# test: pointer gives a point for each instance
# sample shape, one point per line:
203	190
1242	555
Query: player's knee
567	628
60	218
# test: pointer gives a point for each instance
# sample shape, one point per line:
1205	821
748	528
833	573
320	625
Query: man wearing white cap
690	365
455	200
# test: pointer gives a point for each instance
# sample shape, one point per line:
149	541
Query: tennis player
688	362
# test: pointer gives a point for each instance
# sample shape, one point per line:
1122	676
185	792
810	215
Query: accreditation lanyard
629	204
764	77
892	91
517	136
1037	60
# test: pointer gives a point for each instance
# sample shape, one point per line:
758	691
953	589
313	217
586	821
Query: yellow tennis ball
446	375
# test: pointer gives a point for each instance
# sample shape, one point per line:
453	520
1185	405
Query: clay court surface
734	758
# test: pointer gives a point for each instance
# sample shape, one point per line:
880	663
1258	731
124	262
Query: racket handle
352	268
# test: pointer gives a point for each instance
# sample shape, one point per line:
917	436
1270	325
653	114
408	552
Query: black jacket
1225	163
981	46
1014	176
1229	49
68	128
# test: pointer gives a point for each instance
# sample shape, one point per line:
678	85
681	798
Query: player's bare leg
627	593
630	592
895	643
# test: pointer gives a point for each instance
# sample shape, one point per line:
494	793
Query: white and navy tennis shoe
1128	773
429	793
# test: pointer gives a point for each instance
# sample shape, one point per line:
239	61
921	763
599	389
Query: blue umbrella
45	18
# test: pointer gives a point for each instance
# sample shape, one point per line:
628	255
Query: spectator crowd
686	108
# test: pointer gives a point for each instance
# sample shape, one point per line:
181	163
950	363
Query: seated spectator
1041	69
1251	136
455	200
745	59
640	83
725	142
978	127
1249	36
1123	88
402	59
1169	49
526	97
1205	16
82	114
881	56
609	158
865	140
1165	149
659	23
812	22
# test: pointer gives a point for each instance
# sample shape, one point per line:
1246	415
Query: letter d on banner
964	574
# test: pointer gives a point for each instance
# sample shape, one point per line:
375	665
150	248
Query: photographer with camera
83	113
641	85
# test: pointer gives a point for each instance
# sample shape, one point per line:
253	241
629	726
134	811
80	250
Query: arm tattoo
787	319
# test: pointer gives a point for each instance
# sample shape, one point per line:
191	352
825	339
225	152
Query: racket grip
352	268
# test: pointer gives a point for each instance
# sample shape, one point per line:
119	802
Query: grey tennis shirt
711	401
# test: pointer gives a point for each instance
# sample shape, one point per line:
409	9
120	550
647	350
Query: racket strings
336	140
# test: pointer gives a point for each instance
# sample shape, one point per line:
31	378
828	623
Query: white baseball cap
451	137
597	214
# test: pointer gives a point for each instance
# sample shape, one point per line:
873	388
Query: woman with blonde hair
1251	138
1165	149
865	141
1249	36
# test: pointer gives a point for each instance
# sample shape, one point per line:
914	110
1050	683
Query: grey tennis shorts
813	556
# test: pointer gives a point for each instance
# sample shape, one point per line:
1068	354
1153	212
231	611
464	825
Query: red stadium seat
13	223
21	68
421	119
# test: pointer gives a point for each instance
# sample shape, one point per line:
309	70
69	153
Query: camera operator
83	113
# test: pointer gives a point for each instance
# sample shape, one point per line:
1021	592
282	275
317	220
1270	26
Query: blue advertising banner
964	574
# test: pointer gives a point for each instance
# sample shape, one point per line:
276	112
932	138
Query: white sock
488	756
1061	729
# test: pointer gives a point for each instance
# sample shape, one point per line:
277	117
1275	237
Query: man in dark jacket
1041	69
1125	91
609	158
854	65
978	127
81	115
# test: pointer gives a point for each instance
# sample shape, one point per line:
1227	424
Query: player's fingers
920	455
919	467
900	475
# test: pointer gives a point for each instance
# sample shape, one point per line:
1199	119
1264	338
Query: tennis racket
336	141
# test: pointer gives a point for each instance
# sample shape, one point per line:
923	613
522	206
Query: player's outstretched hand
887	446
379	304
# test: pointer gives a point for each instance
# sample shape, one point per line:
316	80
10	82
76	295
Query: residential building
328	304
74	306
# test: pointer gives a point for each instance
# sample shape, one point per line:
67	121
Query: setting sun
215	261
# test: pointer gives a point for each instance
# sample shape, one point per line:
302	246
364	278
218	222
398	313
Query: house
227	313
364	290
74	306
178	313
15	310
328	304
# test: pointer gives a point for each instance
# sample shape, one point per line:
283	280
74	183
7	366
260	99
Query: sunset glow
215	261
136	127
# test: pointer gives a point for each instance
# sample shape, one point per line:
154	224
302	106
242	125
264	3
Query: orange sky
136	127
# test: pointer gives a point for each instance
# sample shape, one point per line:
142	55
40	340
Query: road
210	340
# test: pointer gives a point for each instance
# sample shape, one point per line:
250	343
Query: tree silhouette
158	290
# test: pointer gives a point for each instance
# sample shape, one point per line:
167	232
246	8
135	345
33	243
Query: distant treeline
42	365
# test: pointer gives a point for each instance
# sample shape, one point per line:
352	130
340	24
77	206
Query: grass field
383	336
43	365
● ● ●
◆ **What you will do**
Return each line of the data exactly as it was given.

◆ **Answer below**
# test: pointer gives a point for each instance
# sample shape, one point per line:
203	190
1242	555
Query: player's knee
567	628
60	218
# test: pointer gives a point for each instance
# sample shape, one point per line:
1205	821
748	528
833	573
320	625
Query: man wearing white cap
690	365
455	200
# test: pointer gives a point for each instance
# sample shape, one point per line:
149	541
Query: tennis player
688	362
# test: pointer gives a point for each instance
# sample shape, one point per line:
1122	676
185	792
810	215
Query: accreditation lanyard
629	204
764	77
892	91
517	136
1037	60
# test: pointer gives a point for each instance
# sample shape, one point per line:
758	691
953	589
313	217
586	821
Query: yellow tennis ball
446	375
# test: pointer gives a point for each instance
# sample shape, one point per line:
453	520
1185	405
Query: clay court surface
734	758
# test: pointer gives a point for each instance
# sample shape, one point per line:
880	663
1258	731
124	262
Query: racket handle
352	268
# test: pointer gives a point for each instance
# sample shape, one point per line:
917	436
1270	325
653	114
408	552
Query: black jacket
1225	163
981	46
1014	176
1229	49
68	128
# test: pointer gives a point for each instance
# sample shape, one point per line:
678	85
681	798
Query: player's bare leg
627	593
630	592
895	643
# test: pointer gives a point for each instance
# sample shape, one point per line:
494	793
Query: white and navy tennis shoe
1128	773
429	793
# test: pointer gives a point for each instance
# sample shape, one point per line:
239	61
921	763
599	389
Query: blue umbrella
45	18
# test: pointer gives a point for each instance
# sample shape, one point per line:
628	255
Query: spectator crowd
686	108
# test: pointer gives a point for each instance
# sample shape, one point per line:
181	163
950	363
Query: seated spectator
1041	69
1251	136
455	200
745	59
640	83
725	142
978	127
1249	36
1123	88
402	59
1169	49
526	97
1205	16
82	114
881	56
609	158
865	140
1165	149
659	23
812	22
# test: pointer gives a point for each instance
# sample shape, one point per line:
1246	415
Query: letter d on banner
964	574
# test: pointer gives a point for each instance
# sample shape, one point per line:
375	665
150	248
Query: photographer with camera
83	113
641	85
# test: pointer gives a point for each instance
# sample shape, one point per line:
253	241
629	726
134	811
80	250
Query: arm tattoo
787	319
# test: pointer gives a point for each instance
# sample shape, one point per line:
191	352
825	339
225	152
Query: racket grip
352	268
# test: pointer gives a point for each instance
# sample shape, one point per line:
119	802
Query: grey tennis shirt
711	401
# test: pointer gives a point for each instance
# sample shape, one point per line:
409	9
120	550
647	350
Query: racket strings
336	140
# test: pointer gives a point for each instance
# sample shape, one point per line:
31	378
828	623
Query: white baseball cap
451	137
597	214
# test: pointer gives a point for each instance
# sample shape, one point per line:
873	388
Query: woman with blonde hair
1251	138
1165	149
865	141
1249	36
# test: pointer gives a point for each instance
# sample shape, one point per line:
914	110
1050	683
Query: grey tennis shorts
813	556
# test: pointer gives a point for each instance
# sample shape, one point per line:
1068	354
1153	212
231	611
464	825
Query: red stadium seat
13	223
21	68
421	119
# test: pointer gives a point for each instance
# sample shape, one point per line:
309	70
69	153
Query: camera operator
83	113
# test: pointer gives a point for each instance
# sample shape, one point per line:
1021	592
282	275
317	220
1270	26
Query: blue advertising banner
964	574
# test: pointer gives a point for each instance
# sample shape, one point per line:
276	112
932	138
Query: white sock
488	756
1061	729
# test: pointer gives a point for each instance
# sample shape, one point per line:
277	117
1275	237
Query: man in dark jacket
1041	69
1125	91
609	158
854	65
978	127
81	115
# test: pointer gives a point for each instance
# sample shape, one point per line:
1227	424
Query: player's fingers
920	455
919	467
900	475
# test: pointer gives a point for each instance
# sample shape, one point per line:
1199	119
1264	338
Query: tennis racket
336	141
# test: pointer gives a point for each instance
# sample shape, one point per line:
923	613
522	206
Query: player's outstretched hand
887	446
379	304
# test: pointer gives a point for each instance
# sample shape, one point per line:
316	80
10	82
76	295
Query: residential building
328	304
74	306
# test: pointer gives a point for each instance
# sample shape, one point per line:
67	121
Query: setting sun
215	261
# test: pointer gives a point for each instance
# sample shape, one point per line:
302	246
364	278
218	222
398	313
Query: house
227	313
364	290
74	306
178	313
15	310
328	304
# test: pointer gives a point for each instance
# sample shape, one point per line:
283	280
74	183
7	366
260	99
Query: sunset glow
215	261
136	127
# test: pointer gives a point for each instance
# sample shape, one point per line:
154	224
302	106
242	125
264	3
Query: orange sky
136	127
# test: pointer gives a point for each instance
# sample shape, one point per line:
142	55
40	340
Query: road
210	340
# test: pointer gives a point for each instance
# sample shape, one point per line:
250	343
Query: tree silhouette
158	290
# test: pointer gives a point for each instance
# sample shape, one point per line:
167	232
246	8
135	345
33	243
Query: distant treeline
42	365
# test: pointer gives a point for each instance
# sample shape, one point per line:
352	130
340	24
77	206
Query: grass field
383	336
43	365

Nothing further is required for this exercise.